Copy out all the lines exactly. Omit pictures.

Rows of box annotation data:
-- begin --

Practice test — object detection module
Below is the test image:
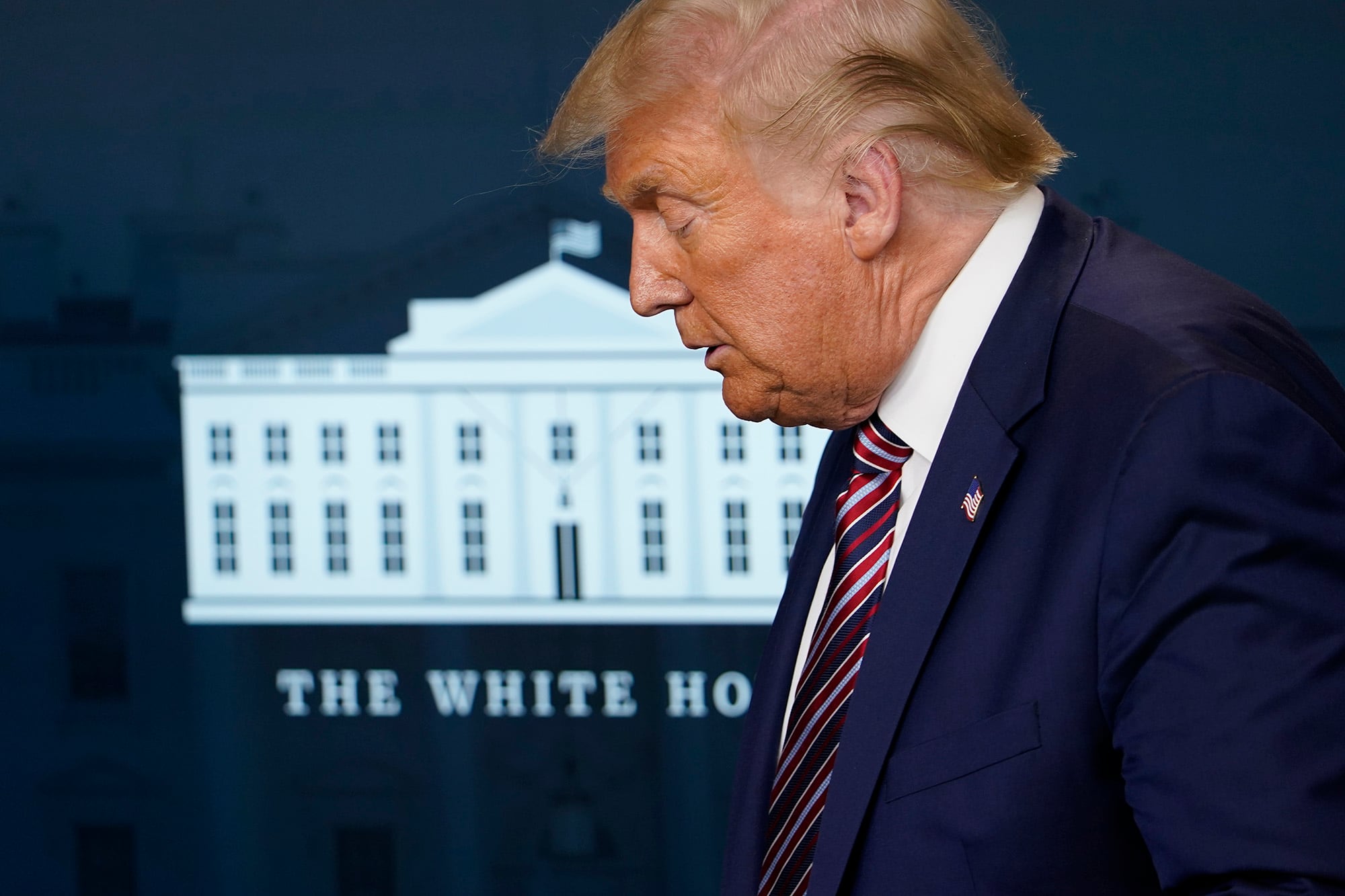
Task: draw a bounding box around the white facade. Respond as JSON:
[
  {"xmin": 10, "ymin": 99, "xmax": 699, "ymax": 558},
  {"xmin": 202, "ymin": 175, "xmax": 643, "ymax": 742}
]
[{"xmin": 178, "ymin": 241, "xmax": 827, "ymax": 623}]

-- end --

### Solved exercise
Practice test — object detection module
Below is the test image:
Task: draw a bounding box around the white facade. Respond as JSON:
[
  {"xmin": 10, "ymin": 99, "xmax": 699, "ymax": 558},
  {"xmin": 202, "ymin": 175, "xmax": 643, "ymax": 742}
]
[{"xmin": 178, "ymin": 241, "xmax": 827, "ymax": 623}]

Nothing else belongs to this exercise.